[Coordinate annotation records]
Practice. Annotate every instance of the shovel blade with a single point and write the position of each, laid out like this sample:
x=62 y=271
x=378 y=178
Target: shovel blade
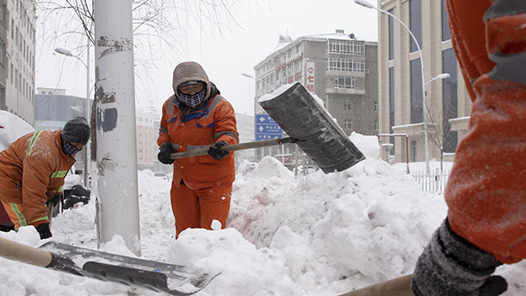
x=156 y=276
x=318 y=135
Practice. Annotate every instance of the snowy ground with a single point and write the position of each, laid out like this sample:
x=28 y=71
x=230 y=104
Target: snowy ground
x=314 y=235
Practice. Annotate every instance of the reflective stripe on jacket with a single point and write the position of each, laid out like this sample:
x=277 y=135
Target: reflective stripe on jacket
x=32 y=171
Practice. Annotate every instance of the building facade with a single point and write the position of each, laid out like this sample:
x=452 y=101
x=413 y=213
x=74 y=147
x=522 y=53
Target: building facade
x=339 y=69
x=402 y=117
x=17 y=58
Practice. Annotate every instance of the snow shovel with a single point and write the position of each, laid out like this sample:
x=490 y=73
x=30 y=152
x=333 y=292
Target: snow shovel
x=400 y=286
x=156 y=276
x=308 y=124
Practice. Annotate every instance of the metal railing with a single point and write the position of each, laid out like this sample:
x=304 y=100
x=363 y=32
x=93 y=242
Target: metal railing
x=434 y=182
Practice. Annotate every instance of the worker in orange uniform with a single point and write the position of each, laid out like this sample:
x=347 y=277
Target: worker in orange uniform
x=32 y=172
x=486 y=222
x=197 y=116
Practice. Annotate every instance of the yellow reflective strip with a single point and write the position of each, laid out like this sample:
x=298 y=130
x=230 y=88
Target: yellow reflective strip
x=32 y=142
x=59 y=174
x=21 y=219
x=45 y=218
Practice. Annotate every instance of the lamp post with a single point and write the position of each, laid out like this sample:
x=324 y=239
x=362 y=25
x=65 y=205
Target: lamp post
x=68 y=53
x=441 y=76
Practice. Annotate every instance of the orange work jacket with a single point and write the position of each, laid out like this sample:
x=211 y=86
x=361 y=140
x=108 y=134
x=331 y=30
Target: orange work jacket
x=485 y=192
x=201 y=128
x=32 y=171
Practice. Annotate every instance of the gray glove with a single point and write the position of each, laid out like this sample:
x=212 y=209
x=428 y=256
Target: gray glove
x=164 y=153
x=216 y=152
x=452 y=266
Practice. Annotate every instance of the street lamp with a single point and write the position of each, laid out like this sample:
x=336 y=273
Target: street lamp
x=426 y=132
x=68 y=53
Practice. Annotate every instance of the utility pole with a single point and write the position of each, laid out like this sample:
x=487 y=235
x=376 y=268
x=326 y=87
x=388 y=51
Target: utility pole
x=118 y=207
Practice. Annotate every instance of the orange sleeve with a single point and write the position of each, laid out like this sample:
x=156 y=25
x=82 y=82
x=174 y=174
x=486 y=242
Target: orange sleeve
x=485 y=193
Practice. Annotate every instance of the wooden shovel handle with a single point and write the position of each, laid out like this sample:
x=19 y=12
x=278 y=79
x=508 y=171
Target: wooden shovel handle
x=234 y=147
x=400 y=286
x=26 y=254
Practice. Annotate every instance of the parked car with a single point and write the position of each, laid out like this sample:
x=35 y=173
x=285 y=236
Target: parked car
x=161 y=175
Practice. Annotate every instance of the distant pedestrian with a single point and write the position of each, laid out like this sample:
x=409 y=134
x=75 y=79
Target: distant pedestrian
x=32 y=172
x=197 y=116
x=486 y=222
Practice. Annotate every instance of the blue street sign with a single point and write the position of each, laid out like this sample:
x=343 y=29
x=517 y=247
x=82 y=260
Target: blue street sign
x=266 y=128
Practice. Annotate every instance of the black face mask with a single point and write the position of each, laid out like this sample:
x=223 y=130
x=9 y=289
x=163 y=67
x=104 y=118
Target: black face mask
x=70 y=150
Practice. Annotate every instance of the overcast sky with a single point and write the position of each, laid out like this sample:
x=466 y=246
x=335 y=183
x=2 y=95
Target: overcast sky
x=224 y=54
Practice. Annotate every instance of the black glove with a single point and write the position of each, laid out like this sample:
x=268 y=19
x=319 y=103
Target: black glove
x=452 y=266
x=215 y=151
x=43 y=230
x=164 y=153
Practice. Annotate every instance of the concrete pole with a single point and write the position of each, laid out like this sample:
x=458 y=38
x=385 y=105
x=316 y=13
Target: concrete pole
x=115 y=116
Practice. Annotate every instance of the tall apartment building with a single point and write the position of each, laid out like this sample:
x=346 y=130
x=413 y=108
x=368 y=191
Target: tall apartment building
x=338 y=68
x=400 y=81
x=17 y=58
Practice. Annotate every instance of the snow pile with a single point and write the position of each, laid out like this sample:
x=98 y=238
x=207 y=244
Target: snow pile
x=323 y=234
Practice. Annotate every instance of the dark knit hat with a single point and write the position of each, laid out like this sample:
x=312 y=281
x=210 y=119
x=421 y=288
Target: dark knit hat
x=76 y=130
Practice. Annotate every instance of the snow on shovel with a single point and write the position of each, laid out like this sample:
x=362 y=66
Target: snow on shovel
x=400 y=286
x=309 y=126
x=156 y=276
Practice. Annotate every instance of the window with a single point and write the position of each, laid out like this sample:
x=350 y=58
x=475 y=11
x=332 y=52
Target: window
x=347 y=105
x=415 y=23
x=347 y=124
x=417 y=111
x=450 y=99
x=344 y=82
x=349 y=65
x=345 y=47
x=413 y=151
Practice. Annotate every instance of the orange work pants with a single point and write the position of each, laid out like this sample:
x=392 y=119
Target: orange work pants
x=199 y=208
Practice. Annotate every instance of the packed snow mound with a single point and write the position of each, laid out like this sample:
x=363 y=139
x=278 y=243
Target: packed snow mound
x=12 y=127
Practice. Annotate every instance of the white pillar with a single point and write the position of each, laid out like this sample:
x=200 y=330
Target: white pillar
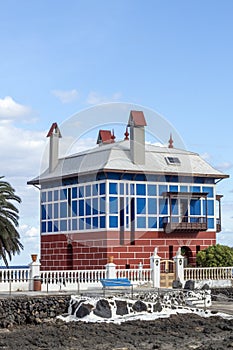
x=110 y=270
x=155 y=266
x=34 y=272
x=179 y=265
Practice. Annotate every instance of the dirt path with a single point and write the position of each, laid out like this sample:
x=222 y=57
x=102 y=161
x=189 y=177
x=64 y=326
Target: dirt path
x=187 y=331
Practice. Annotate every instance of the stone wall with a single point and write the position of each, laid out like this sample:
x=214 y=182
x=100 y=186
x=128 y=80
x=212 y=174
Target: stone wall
x=22 y=310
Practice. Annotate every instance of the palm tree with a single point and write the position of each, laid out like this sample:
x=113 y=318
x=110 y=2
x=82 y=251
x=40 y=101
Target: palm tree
x=9 y=236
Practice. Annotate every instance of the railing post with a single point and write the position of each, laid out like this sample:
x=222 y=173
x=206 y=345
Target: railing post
x=34 y=272
x=179 y=265
x=110 y=269
x=155 y=267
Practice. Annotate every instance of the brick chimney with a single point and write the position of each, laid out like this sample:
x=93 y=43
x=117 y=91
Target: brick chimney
x=54 y=134
x=137 y=123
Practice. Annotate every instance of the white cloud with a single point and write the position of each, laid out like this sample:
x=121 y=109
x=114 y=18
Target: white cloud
x=95 y=98
x=66 y=96
x=10 y=109
x=20 y=150
x=206 y=156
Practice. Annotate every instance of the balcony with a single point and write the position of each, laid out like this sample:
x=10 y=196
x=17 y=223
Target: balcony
x=184 y=224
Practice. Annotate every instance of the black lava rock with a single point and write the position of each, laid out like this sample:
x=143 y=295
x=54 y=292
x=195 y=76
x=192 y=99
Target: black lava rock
x=103 y=309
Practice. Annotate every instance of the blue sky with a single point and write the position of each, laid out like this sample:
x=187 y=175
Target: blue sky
x=60 y=57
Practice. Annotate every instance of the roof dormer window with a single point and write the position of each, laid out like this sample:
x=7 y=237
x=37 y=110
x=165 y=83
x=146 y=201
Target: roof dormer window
x=172 y=160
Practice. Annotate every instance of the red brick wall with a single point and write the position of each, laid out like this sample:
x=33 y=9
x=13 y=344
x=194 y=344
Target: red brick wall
x=93 y=253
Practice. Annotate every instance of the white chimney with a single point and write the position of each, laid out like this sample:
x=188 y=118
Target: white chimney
x=137 y=123
x=54 y=134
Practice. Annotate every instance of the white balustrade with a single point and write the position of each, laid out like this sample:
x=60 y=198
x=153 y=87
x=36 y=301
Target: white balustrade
x=208 y=273
x=14 y=279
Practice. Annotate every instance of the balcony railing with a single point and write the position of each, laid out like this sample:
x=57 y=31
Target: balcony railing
x=181 y=224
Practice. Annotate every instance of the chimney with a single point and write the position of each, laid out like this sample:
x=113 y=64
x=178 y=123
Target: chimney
x=54 y=134
x=137 y=123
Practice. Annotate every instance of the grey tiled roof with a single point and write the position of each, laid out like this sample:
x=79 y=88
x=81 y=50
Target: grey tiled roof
x=116 y=157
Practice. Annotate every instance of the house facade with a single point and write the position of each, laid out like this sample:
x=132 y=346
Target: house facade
x=122 y=199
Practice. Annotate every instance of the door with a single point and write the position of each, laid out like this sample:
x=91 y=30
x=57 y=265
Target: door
x=167 y=273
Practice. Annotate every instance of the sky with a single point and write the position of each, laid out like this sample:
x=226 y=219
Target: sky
x=61 y=57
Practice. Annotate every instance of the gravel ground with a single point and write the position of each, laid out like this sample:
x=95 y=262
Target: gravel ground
x=187 y=331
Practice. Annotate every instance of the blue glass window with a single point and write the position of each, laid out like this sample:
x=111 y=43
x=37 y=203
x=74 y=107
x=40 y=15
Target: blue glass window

Given instruction: Repeat the lines starting at the one containing "Practice. Annotate every instance of the brick" and ending at the one containing "x=103 y=309", both included.

Worked answer:
Practice. Annotate every instance of the brick chimney with a single point and write the position of each, laid out like this sample:
x=93 y=43
x=117 y=91
Target: brick chimney
x=54 y=134
x=137 y=123
Practice. Annotate every instance of the white cloud with a single point and write the position of each, laid out like this sample:
x=121 y=109
x=114 y=18
Target: white cloud
x=95 y=98
x=66 y=96
x=10 y=109
x=20 y=150
x=206 y=156
Practice. Annotate every instance of the balcony with a single point and write the position of each, laid out like this sample:
x=10 y=196
x=17 y=223
Target: balcony
x=184 y=224
Practice. Annotate every instance of the black lava rock with a single point and write the position of each, laid out like this sample:
x=143 y=295
x=54 y=292
x=195 y=76
x=192 y=99
Target: black lava rock
x=103 y=309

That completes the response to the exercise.